**EXERCISE MATERIALS**.

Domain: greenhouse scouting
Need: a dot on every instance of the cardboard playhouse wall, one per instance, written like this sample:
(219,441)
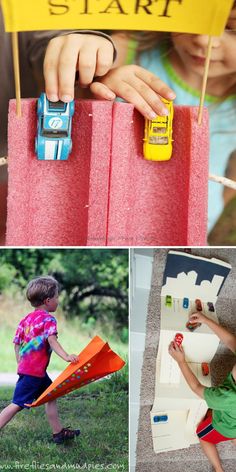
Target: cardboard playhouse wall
(107,193)
(95,361)
(176,409)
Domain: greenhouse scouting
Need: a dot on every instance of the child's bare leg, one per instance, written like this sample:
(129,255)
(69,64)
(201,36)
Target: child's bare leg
(7,414)
(53,418)
(211,452)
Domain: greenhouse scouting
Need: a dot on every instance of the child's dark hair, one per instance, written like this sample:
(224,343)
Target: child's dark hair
(41,288)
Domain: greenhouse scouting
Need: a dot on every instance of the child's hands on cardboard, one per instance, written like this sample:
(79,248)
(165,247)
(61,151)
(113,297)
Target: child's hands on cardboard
(135,85)
(88,54)
(72,358)
(177,352)
(198,317)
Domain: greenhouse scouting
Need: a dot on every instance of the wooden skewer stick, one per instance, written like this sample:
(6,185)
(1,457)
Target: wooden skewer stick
(3,161)
(223,180)
(16,65)
(204,81)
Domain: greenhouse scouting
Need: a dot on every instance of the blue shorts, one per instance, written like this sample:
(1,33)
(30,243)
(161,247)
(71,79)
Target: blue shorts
(29,388)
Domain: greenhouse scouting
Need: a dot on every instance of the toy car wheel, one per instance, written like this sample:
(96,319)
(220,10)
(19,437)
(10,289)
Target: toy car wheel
(72,108)
(39,107)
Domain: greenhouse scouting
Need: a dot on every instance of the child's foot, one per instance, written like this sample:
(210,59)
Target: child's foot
(65,434)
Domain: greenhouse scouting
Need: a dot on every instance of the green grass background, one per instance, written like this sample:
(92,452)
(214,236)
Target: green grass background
(100,410)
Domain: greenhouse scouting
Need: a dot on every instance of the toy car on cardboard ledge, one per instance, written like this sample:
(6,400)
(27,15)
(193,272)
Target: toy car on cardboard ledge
(198,304)
(210,306)
(158,140)
(53,141)
(160,418)
(168,300)
(185,302)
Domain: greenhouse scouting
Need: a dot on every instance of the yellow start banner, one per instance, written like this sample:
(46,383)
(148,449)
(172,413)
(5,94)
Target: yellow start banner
(185,16)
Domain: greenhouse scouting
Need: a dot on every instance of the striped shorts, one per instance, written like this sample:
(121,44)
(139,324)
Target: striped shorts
(207,432)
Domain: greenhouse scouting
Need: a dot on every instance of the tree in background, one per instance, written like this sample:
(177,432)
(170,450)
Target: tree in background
(94,282)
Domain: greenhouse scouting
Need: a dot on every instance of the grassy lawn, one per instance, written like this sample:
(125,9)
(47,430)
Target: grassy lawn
(99,410)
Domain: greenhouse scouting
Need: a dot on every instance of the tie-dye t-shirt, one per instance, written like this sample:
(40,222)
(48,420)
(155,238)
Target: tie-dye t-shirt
(32,336)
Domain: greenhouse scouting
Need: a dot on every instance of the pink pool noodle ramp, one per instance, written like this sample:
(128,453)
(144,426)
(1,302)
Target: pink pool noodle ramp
(59,203)
(106,193)
(158,203)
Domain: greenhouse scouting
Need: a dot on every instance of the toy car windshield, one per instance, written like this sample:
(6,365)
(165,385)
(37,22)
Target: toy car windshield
(54,133)
(162,129)
(158,140)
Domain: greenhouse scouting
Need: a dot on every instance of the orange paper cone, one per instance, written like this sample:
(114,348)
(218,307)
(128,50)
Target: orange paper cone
(95,361)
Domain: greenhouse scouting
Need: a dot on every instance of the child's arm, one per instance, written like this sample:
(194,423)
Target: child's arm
(138,86)
(225,336)
(58,349)
(89,54)
(17,352)
(177,353)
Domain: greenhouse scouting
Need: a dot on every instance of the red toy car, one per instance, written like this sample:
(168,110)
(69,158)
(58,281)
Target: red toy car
(178,338)
(198,304)
(205,368)
(192,326)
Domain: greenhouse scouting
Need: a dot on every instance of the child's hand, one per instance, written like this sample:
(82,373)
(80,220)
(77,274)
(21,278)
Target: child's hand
(72,358)
(177,352)
(198,317)
(88,54)
(135,85)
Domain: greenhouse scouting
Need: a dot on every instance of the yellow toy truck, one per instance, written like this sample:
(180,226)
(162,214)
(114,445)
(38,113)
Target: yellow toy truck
(158,140)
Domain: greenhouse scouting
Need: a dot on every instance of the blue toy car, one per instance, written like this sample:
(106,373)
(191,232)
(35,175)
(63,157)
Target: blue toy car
(185,302)
(53,140)
(160,418)
(210,306)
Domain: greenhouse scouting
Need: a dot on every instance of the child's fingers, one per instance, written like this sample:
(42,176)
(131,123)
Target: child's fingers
(101,91)
(148,94)
(67,68)
(50,69)
(87,64)
(132,95)
(155,83)
(104,58)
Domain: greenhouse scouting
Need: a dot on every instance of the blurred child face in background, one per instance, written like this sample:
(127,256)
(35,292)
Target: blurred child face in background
(52,303)
(190,51)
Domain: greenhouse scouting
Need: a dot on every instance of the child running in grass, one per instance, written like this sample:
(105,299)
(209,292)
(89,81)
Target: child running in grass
(219,423)
(35,338)
(151,65)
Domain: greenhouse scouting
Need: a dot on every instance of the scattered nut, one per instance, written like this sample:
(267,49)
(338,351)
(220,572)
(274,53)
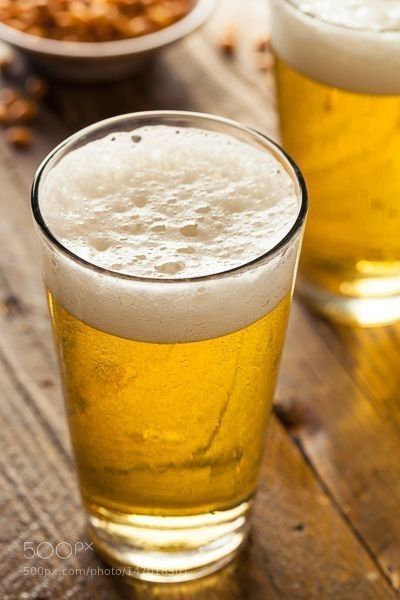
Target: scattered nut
(92,20)
(35,86)
(19,137)
(23,110)
(228,41)
(8,96)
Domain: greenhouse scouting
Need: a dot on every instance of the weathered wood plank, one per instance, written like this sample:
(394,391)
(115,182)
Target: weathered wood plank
(341,402)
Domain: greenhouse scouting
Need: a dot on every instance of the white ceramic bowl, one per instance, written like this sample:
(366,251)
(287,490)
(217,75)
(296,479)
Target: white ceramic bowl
(101,61)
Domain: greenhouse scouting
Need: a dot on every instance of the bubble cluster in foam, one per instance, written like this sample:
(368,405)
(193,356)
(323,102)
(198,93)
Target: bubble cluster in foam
(169,203)
(163,202)
(352,44)
(361,14)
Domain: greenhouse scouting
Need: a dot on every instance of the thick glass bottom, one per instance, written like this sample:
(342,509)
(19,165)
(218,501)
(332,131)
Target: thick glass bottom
(170,549)
(351,310)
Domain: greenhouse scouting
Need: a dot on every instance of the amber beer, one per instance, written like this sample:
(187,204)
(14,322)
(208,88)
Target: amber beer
(338,80)
(169,301)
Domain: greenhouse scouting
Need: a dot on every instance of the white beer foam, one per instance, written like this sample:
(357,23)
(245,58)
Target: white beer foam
(352,44)
(164,203)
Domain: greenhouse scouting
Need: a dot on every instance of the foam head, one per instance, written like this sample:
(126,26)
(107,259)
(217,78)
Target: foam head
(353,44)
(165,203)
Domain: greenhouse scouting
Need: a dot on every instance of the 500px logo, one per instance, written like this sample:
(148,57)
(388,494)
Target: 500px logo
(62,550)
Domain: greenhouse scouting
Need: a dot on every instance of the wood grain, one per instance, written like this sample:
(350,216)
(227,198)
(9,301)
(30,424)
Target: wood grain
(325,521)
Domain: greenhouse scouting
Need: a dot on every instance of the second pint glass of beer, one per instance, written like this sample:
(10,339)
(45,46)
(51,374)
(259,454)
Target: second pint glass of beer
(169,245)
(338,80)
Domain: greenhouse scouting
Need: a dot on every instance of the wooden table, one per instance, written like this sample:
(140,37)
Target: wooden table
(327,519)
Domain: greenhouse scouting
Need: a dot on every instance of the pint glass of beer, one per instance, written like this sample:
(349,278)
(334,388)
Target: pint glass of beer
(169,244)
(338,81)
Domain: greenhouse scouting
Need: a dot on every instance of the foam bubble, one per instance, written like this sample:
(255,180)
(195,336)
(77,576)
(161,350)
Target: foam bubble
(352,44)
(151,203)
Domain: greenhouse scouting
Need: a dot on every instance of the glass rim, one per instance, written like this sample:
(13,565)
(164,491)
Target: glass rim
(310,14)
(284,159)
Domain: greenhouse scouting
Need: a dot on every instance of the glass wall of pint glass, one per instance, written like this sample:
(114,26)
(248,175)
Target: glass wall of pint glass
(169,359)
(338,83)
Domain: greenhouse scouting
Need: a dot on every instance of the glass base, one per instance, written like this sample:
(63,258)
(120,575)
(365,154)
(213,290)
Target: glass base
(350,310)
(170,549)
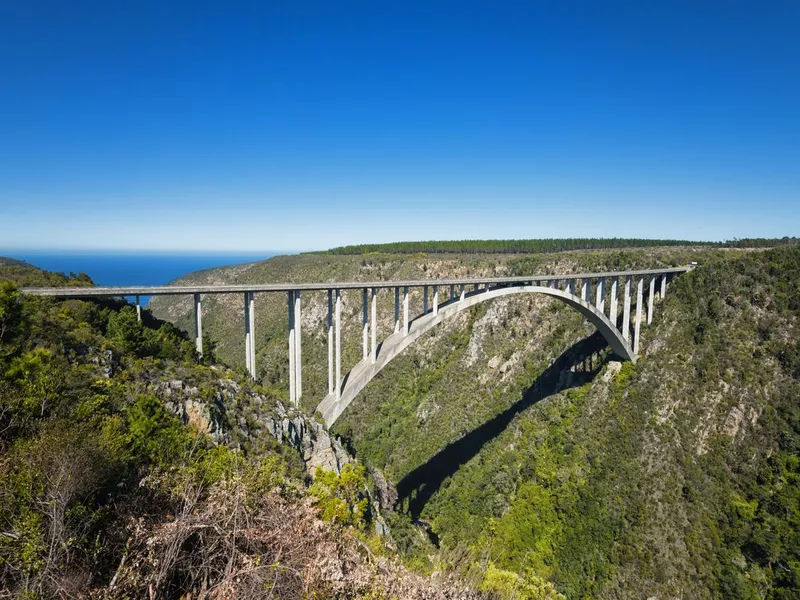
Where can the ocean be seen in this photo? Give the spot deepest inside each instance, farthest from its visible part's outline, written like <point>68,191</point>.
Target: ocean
<point>131,268</point>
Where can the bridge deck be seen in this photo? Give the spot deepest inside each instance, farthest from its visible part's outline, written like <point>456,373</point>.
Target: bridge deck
<point>165,290</point>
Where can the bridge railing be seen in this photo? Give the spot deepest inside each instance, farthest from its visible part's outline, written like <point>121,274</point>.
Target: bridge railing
<point>591,288</point>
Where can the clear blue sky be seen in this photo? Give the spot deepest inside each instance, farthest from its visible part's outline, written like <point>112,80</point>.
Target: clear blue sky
<point>299,125</point>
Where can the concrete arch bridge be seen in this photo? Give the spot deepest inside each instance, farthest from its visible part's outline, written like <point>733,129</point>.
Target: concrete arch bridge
<point>596,296</point>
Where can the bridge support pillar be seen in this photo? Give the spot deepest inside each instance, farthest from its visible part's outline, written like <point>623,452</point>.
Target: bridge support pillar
<point>612,308</point>
<point>292,355</point>
<point>639,300</point>
<point>365,323</point>
<point>374,324</point>
<point>298,346</point>
<point>330,341</point>
<point>338,344</point>
<point>405,310</point>
<point>198,324</point>
<point>626,311</point>
<point>600,296</point>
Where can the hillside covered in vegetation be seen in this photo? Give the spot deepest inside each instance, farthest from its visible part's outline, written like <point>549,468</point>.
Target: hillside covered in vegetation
<point>521,447</point>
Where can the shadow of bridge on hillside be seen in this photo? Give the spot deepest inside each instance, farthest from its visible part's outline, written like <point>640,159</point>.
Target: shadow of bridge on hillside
<point>416,488</point>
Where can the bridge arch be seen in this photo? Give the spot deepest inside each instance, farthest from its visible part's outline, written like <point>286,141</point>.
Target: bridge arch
<point>360,375</point>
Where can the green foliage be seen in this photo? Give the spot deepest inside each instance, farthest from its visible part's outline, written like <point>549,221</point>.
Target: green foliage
<point>11,318</point>
<point>154,434</point>
<point>341,498</point>
<point>509,246</point>
<point>508,585</point>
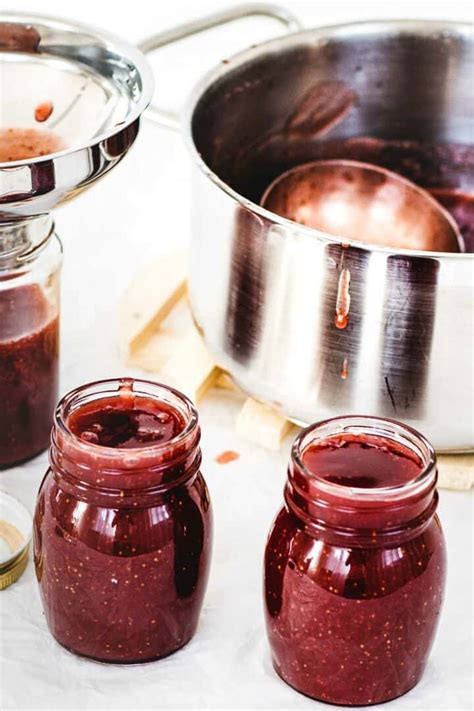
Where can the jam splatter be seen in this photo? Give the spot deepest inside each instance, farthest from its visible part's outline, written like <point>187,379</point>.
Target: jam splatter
<point>43,111</point>
<point>25,143</point>
<point>344,370</point>
<point>343,300</point>
<point>227,456</point>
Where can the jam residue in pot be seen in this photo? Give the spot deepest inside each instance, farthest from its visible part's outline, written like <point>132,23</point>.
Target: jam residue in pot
<point>123,525</point>
<point>355,565</point>
<point>29,354</point>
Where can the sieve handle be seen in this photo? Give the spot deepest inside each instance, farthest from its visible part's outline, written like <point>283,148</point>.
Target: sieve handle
<point>169,119</point>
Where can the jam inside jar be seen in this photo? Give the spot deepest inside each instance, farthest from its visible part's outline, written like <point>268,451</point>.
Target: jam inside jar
<point>123,523</point>
<point>355,562</point>
<point>30,261</point>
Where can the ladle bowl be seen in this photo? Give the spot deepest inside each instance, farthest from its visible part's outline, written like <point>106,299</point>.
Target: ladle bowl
<point>97,87</point>
<point>365,203</point>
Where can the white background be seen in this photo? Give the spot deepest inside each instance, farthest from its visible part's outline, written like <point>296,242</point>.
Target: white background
<point>136,213</point>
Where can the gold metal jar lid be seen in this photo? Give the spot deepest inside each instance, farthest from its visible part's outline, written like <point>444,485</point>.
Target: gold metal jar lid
<point>15,536</point>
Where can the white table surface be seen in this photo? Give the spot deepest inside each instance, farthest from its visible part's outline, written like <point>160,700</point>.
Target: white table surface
<point>139,212</point>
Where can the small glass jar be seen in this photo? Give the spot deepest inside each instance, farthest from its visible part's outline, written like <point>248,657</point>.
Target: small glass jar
<point>30,261</point>
<point>122,536</point>
<point>355,562</point>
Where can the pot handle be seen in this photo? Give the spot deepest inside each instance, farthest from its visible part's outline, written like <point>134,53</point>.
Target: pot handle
<point>169,119</point>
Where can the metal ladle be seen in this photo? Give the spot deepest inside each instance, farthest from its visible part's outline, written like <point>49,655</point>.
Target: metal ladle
<point>363,202</point>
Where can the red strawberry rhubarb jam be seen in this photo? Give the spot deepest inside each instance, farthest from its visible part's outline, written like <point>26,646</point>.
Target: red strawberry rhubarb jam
<point>355,562</point>
<point>122,532</point>
<point>29,356</point>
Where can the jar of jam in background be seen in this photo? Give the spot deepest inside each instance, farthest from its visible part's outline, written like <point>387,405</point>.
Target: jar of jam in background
<point>123,526</point>
<point>30,261</point>
<point>355,562</point>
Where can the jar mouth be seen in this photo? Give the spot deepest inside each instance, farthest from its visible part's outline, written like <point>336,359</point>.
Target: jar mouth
<point>116,387</point>
<point>378,427</point>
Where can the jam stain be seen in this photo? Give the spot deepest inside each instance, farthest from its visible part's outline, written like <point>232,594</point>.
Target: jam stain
<point>343,300</point>
<point>344,369</point>
<point>110,422</point>
<point>26,143</point>
<point>43,111</point>
<point>29,356</point>
<point>227,457</point>
<point>361,462</point>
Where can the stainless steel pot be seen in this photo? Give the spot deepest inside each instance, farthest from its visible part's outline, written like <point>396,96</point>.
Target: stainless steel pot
<point>301,320</point>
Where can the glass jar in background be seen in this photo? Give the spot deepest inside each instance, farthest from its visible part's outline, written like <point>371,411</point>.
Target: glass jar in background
<point>355,562</point>
<point>123,525</point>
<point>30,262</point>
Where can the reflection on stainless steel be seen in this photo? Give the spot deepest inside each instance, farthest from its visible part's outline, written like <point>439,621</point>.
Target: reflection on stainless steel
<point>409,334</point>
<point>408,317</point>
<point>98,85</point>
<point>363,202</point>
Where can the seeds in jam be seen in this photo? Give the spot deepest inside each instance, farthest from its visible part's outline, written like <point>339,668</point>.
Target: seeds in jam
<point>125,423</point>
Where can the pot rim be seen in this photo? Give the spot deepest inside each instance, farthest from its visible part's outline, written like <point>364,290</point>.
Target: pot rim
<point>123,48</point>
<point>422,27</point>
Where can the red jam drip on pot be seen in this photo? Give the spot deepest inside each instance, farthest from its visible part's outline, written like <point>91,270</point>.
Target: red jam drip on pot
<point>26,143</point>
<point>122,530</point>
<point>365,462</point>
<point>111,422</point>
<point>351,612</point>
<point>29,353</point>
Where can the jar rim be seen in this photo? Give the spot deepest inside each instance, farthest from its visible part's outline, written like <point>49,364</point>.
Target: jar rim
<point>113,387</point>
<point>382,427</point>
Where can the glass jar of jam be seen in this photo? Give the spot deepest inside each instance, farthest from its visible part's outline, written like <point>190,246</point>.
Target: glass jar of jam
<point>122,529</point>
<point>30,261</point>
<point>355,562</point>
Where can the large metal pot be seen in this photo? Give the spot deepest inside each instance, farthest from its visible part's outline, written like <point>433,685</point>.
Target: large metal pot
<point>265,291</point>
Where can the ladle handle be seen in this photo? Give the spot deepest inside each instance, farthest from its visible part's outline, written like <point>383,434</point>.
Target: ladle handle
<point>169,119</point>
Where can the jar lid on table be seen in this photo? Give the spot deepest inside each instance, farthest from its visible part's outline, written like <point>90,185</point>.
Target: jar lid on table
<point>15,537</point>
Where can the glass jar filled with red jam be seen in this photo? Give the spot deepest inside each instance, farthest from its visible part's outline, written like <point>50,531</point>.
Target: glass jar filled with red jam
<point>123,526</point>
<point>30,261</point>
<point>355,562</point>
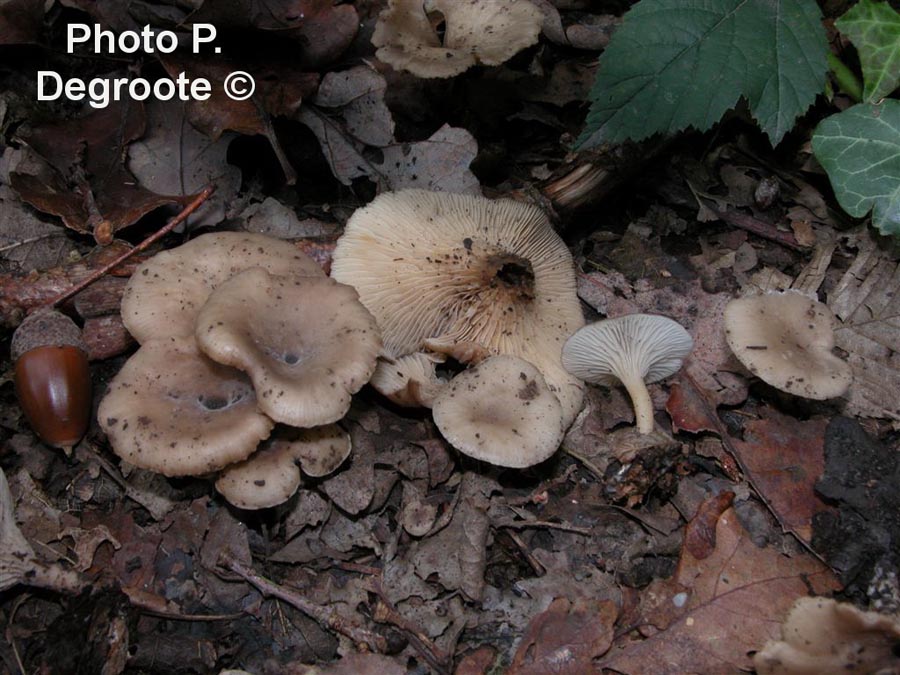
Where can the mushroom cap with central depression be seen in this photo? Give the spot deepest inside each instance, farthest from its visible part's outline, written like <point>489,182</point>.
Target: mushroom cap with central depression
<point>466,276</point>
<point>306,342</point>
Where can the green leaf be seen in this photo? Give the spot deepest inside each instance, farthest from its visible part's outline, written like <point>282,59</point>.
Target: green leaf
<point>675,64</point>
<point>860,150</point>
<point>874,29</point>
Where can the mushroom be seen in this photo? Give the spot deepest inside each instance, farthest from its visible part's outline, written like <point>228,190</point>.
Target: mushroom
<point>172,410</point>
<point>487,31</point>
<point>467,275</point>
<point>271,476</point>
<point>501,411</point>
<point>635,350</point>
<point>306,342</point>
<point>821,635</point>
<point>786,340</point>
<point>409,381</point>
<point>165,293</point>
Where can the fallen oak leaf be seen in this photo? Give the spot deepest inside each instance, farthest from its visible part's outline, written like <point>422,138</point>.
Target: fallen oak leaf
<point>713,612</point>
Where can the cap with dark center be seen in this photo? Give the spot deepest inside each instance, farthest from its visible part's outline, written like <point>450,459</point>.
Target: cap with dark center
<point>410,381</point>
<point>306,342</point>
<point>501,411</point>
<point>165,293</point>
<point>172,410</point>
<point>271,475</point>
<point>632,350</point>
<point>786,339</point>
<point>442,38</point>
<point>467,276</point>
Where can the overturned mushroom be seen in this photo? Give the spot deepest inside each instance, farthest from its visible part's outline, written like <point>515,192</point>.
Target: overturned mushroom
<point>172,410</point>
<point>467,276</point>
<point>501,411</point>
<point>821,636</point>
<point>635,350</point>
<point>271,475</point>
<point>786,339</point>
<point>165,293</point>
<point>487,31</point>
<point>306,342</point>
<point>410,381</point>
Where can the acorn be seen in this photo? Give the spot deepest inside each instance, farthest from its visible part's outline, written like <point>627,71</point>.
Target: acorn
<point>52,377</point>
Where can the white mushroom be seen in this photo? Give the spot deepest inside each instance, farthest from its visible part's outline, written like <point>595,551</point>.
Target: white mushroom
<point>632,350</point>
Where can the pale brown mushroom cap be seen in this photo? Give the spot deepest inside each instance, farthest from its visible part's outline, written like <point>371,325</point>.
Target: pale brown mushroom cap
<point>822,636</point>
<point>475,31</point>
<point>409,381</point>
<point>306,342</point>
<point>634,349</point>
<point>165,293</point>
<point>172,410</point>
<point>502,412</point>
<point>786,339</point>
<point>272,475</point>
<point>447,269</point>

**TASK STATEMENT**.
Of the lines above, retype only those from the line containing "car wheel, one" through the line containing "Need: a dot on every instance of the tree", including both, exactly.

**YOUR RESPONSE**.
Need: a dot on every instance of the toy car wheel, one per instance, written like this sample:
(96,319)
(220,10)
(19,437)
(10,289)
Target: toy car wheel
(72,108)
(39,107)
Domain: greenhouse scouting
Need: a dot on every instance of the child's foot, one per instance, written like this sample:
(210,59)
Target: child's foot
(65,434)
Domain: greenhouse scouting
Need: a dot on every instance of the green grass background, one per instance, written like this sample:
(92,452)
(214,236)
Target: green grass background
(100,410)
Domain: greenhouse scouting
Need: a dot on every instance of the toy car on cardboard ledge, one per instance, written like this sample:
(6,400)
(27,15)
(193,272)
Target: toy car on cardboard ledge
(198,304)
(210,306)
(158,140)
(53,141)
(160,418)
(168,300)
(185,302)
Domain: greenhouse scouting
Need: a dot on every instance of the yellow start banner, one per instance, written like this sample:
(46,383)
(148,449)
(172,413)
(5,94)
Target: yellow start banner
(185,16)
Domain: greenhouse scouting
Need: a dot on every instance of the striped shorts, one per instance, written like this sample:
(121,44)
(139,324)
Target: striped shorts
(207,432)
Domain: greenhouse scouting
Need: a dot on every instance of the tree in background, one per instance, written like this sample:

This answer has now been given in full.